• **Text to read**:
2 Investment Ideas for Value Investors

The goal in value investing is to buy a stock when it trades at a significant discount to fair value in order to hold it until the price finally catches up to the intrinsic worth of the underlying business. Here are two investment ideas that have surfaced in the tech sector that could make great value investments.

Apple (NASDAQ: AAPL  )
It's no secret that Apple is a cheap stock. But a discounted cash flow valuation helps add a bit of perspective on exactly how cheap Apple really is.

In a discounted cash flow valuation, you simply discount future cash flows by the required rate of return that would convince you to invest in stocks to find the present value of these cash flows. I've used a discount rate of 10%, which is typical. Next, I estimated that Apple's annual free cash flow will stay at today's levels. To be conservative, I didn't add any asset value, like excess cash, to intrinsic value.

The result? Apple's shares are worth $468 per share. In other words, at $417 the stock trades 11% below its fair value.

An 11% margin of safety, of course, isn't significant enough to convince a value investor to jump in. However, I was extremely conservative in my assumptions. Consider some of these facts:

  • Apple's share repurchase program will effectively reduce outstanding shares by about 15%. 
  • Apple's cash hoard of $144.7 billion is no joke, and it should be considered in any valuation.
  • It's easy to say Apple is doomed, but analysts don't think so. The 46 analysts covering Apple on Yahoo! Finance, on average, project EPS to increase 20.88% per annum over the next five years.

What happens to the valuation if we adjust our growth assumptions a bit higher? Estimating 3% annual growth in free cash flow for the next 10 years, and no growth beyond that, the fair value of Apple shares is $574.84. With this estimate, shares today trade at a 27% margin of safety.

If Apple's not undervalued, the company is at least reasonably priced.

Baidu (NASDAQ: BIDU  )
Watching Baidu's operating margin contract by 1,200 basis points year over year to 37% when the company reported earnings last week wasn't fun. Even worse, a 37% operating margin is 1,500 basis points below the company's peak operating margin in 2011. But does this mean Baidu's growth story is over? Far from it.

• **Data entries**:
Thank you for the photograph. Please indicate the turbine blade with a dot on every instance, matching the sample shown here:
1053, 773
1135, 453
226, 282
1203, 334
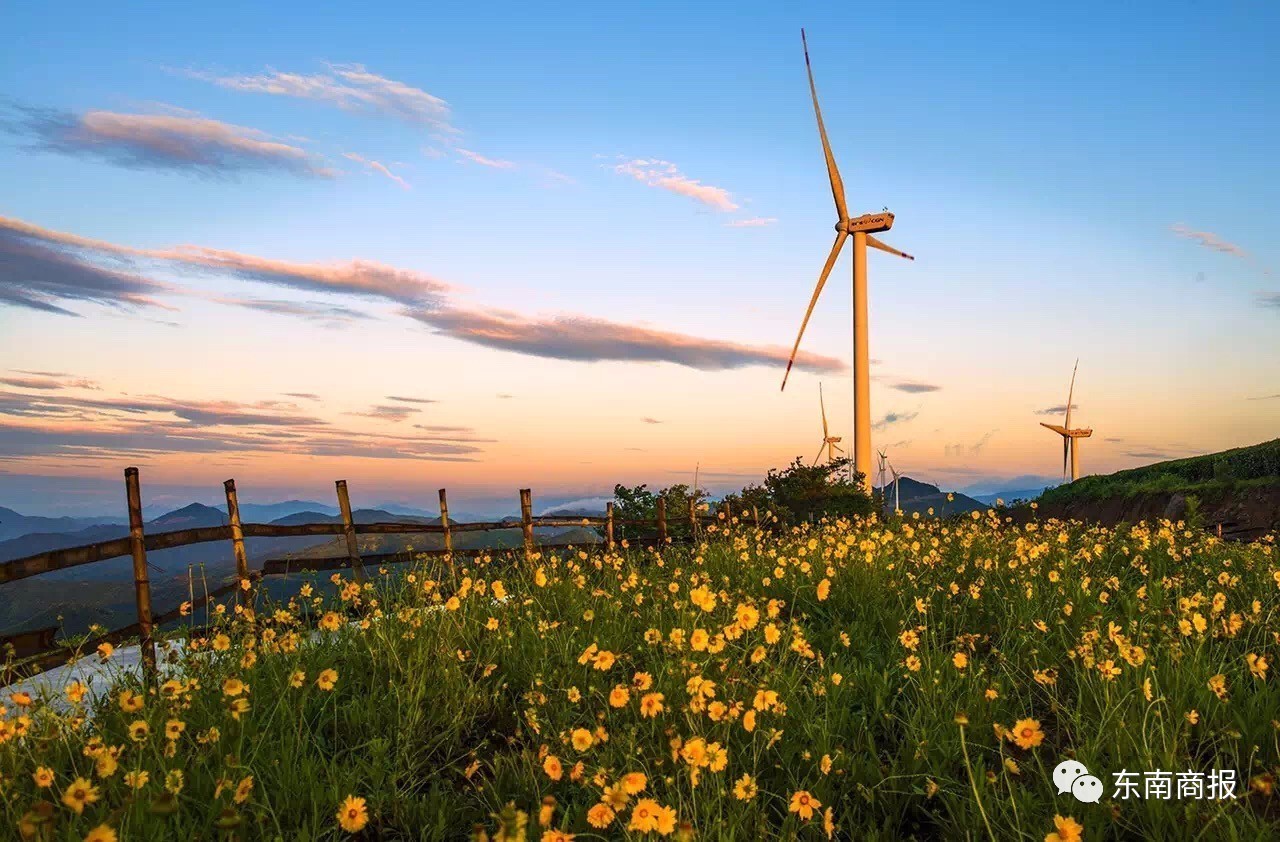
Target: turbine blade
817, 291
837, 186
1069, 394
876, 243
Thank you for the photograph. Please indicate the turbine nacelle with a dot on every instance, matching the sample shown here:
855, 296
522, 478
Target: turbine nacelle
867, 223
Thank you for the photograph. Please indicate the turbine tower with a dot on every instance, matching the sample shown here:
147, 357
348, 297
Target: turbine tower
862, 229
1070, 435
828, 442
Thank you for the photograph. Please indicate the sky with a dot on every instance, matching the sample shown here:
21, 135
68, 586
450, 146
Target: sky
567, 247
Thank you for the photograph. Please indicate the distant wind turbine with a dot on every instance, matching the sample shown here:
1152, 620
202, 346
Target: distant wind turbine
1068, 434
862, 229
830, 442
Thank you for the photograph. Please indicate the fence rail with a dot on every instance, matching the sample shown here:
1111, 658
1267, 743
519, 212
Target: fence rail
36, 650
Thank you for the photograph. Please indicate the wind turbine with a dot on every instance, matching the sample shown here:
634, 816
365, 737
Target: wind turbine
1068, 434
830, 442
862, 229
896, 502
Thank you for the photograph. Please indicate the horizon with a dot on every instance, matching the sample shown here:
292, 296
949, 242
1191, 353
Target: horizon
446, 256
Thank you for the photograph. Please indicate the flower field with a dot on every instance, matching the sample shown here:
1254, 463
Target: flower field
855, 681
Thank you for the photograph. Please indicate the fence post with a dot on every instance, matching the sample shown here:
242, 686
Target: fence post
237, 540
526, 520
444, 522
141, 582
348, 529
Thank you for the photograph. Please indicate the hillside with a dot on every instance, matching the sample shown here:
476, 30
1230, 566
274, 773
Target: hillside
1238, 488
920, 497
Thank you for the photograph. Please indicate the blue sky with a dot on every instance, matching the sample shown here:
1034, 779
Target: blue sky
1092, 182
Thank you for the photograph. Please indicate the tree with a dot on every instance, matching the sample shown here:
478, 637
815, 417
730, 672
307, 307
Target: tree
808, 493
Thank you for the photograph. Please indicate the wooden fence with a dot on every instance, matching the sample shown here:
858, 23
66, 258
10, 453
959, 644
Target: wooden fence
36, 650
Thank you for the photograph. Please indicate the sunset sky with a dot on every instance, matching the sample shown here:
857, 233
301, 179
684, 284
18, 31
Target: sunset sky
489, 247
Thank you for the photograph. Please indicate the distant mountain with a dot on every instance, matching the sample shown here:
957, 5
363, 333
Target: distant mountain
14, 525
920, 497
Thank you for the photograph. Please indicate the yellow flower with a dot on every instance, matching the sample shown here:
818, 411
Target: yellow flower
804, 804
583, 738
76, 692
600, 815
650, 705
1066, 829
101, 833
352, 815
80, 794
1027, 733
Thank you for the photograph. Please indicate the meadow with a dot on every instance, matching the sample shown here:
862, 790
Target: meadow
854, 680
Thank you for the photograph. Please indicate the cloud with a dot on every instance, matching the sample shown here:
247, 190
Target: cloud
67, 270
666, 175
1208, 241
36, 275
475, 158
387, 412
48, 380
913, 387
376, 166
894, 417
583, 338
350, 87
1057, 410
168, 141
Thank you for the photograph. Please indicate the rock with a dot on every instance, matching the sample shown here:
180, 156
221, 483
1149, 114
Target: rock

• **Problem set**:
a - Answer these questions about the value investing article:
(i) What discount rate was used in the discounted cash flow valuation of Apple?
(ii) How many analysts cover Apple on Yahoo! Finance?
(iii) What operating margin did Baidu report last week?
b - Can you carry the value investing article forward, picking up right after its last sentence?

• **Task responses**:
a -
(i) 10%
(ii) 46
(iii) 37%

b -
The company boasts an impressive 70% of all paid search dollars in China, positioning itself to receive the bulk of benefits from growth in digital advertising in China over the coming years. Of the 17 analysts covering Baidu on Yahoo! Finance, the average estimate for per annum EPS growth over the next five years is 25.78%.

But I'll be far more conservative, estimating free cash flow to grow by 15% in year one and then decelerate each year thereafter for the next ten years:

Year

Growth Rate

1

15%

2

14.6%

3

14.1%

4

13.7%

5

13.3%

6

12.9%

7

12.5%

8

12.1%

9

11.8%

10

11.4%

Using a 10% discount rate and a 3% perpetuity rate for years beyond the 10th year, the fair value of shares with these assumptions is $110.50, meaning shares are trading at a 23% discount to fair value. Keep in mind that my estimates are far more conservative than the projections made by analysts covering the stock.

If not an outright buy, Baidu is definitely a stock to add to your watchlist.

What do you think about these investment ideas? Have they reached value territory?

Got Apple? Get smart.
There's no doubt that Apple is at the center of technology's largest revolution ever, and that longtime shareholders have been handsomely rewarded with over 1,000% gains. However, there is a debate raging as to whether Apple remains a buy. The Motley Fool's senior technology analyst and managing bureau chief, Eric Bleeker, is prepared to fill you in on both reasons to buy and reasons to sell Apple, and what opportunities are left for the company (and your portfolio) going forward. To get instant access to his latest thinking on Apple, simply click here now.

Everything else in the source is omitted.